▶ **Directions**
Repeat the data exactly, with every line included.

▶ **Data records**
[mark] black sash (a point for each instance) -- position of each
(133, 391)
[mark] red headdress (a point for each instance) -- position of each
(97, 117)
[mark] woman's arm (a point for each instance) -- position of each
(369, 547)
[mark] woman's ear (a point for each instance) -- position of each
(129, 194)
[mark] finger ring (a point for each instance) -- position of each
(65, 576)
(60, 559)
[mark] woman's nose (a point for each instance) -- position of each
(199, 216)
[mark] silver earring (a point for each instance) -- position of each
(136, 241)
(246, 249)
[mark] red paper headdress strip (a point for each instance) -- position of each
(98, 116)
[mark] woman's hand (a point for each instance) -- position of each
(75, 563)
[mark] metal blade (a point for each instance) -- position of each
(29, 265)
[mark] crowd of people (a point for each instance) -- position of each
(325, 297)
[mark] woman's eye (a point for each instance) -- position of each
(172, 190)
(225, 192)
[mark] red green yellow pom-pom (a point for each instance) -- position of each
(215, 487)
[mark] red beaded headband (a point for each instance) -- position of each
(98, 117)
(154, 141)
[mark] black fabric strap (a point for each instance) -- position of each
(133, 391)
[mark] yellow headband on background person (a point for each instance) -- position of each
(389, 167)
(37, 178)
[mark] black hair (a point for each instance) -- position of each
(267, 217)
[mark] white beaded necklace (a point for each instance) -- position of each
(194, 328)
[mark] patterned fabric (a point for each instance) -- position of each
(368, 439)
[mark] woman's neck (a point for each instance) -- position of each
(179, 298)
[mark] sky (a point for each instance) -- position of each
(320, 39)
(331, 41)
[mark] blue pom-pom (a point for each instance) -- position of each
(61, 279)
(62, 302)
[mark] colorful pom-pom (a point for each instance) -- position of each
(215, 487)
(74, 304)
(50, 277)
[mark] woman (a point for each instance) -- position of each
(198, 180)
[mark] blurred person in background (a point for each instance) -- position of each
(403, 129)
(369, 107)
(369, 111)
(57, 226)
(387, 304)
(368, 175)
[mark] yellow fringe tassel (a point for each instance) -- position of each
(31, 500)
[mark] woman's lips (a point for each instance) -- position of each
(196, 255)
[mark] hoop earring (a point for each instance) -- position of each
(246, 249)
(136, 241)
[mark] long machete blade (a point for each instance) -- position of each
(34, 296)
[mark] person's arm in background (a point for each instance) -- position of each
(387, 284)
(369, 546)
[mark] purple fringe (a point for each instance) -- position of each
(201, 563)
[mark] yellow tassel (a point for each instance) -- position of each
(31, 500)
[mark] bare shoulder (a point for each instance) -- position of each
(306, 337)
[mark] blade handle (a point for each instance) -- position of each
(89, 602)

▶ **Solution to this exercise**
[mark] black sash (a point for each instance) -- position of each
(133, 391)
[mark] red headdress (a point for each instance) -- position of each
(97, 117)
[mark] woman's arm (a point for each instance) -- position of each
(369, 547)
[mark] woman's ear (a point for each instance) -- position of each
(129, 194)
[mark] finger ring (a point for each instance) -- position of each
(65, 576)
(60, 559)
[mark] woman's nose (a point for each instance) -- position of each
(199, 216)
[mark] silver earring (a point for each instance) -- position of each
(136, 241)
(246, 249)
[mark] red paper headdress strip (a point for each instance) -- position of each
(98, 116)
[mark] woman's hand (a point for each instance) -- position of each
(75, 563)
[mark] metal blade (a point for each instance) -- position of each
(29, 265)
[mark] crowd of people (a point for each instance) -- position of each
(325, 297)
[mark] woman's eye (a point for each instance) -- position of each
(172, 190)
(225, 192)
[mark] red green yellow pom-pom (a point for each instance) -- position of each
(215, 487)
[mark] red beaded headband (a point for each instance) -- position of each
(98, 117)
(154, 141)
[mark] black fabric strap (a point for each instance) -- position of each
(133, 391)
[mark] yellow headband on background person (a point for each instance) -- position of each
(389, 167)
(37, 178)
[mark] black hair (a point for each instance) -- position of each
(267, 217)
[mark] white beaded necklace (a point for each instance) -- position of each
(194, 328)
[mark] patterned fabric (a point for each instance) -- position of each
(368, 439)
[mark] woman's neck (a point for each instance) -- position of each
(179, 298)
[mark] sky (a point for each instance) -- position of each
(320, 39)
(331, 41)
[mark] blue pom-pom (a point for each instance) -- position of each
(61, 279)
(62, 302)
[mark] colorful pom-pom (a point for each instance) -- position of each
(215, 487)
(74, 304)
(50, 277)
[mark] woman (a point for each instance) -- position of each
(198, 180)
[mark] blurred person in background (a point for each instance) -- position of each
(403, 129)
(369, 107)
(369, 111)
(57, 226)
(387, 304)
(368, 175)
[mark] yellow fringe tassel (a point for each instance) -- position of each
(31, 500)
[mark] woman's lips (a point for each instance) -- position of each
(196, 255)
[mark] hoop earring (a point for each instance) -- position of each
(246, 249)
(136, 241)
[mark] long machete blade (a point for each instance) -- position of each
(34, 296)
[mark] person's arm in background (a point for each instance) -- position of each
(387, 284)
(369, 546)
[mark] purple fringe (a point for each instance) -- position of each
(201, 563)
[mark] yellow tassel (a point for each instance) -- position of each
(31, 500)
[mark] bare shoulder (a point for each instance) -- position of each
(306, 337)
[mark] blade handle (a point for each instance) -- position of each
(89, 602)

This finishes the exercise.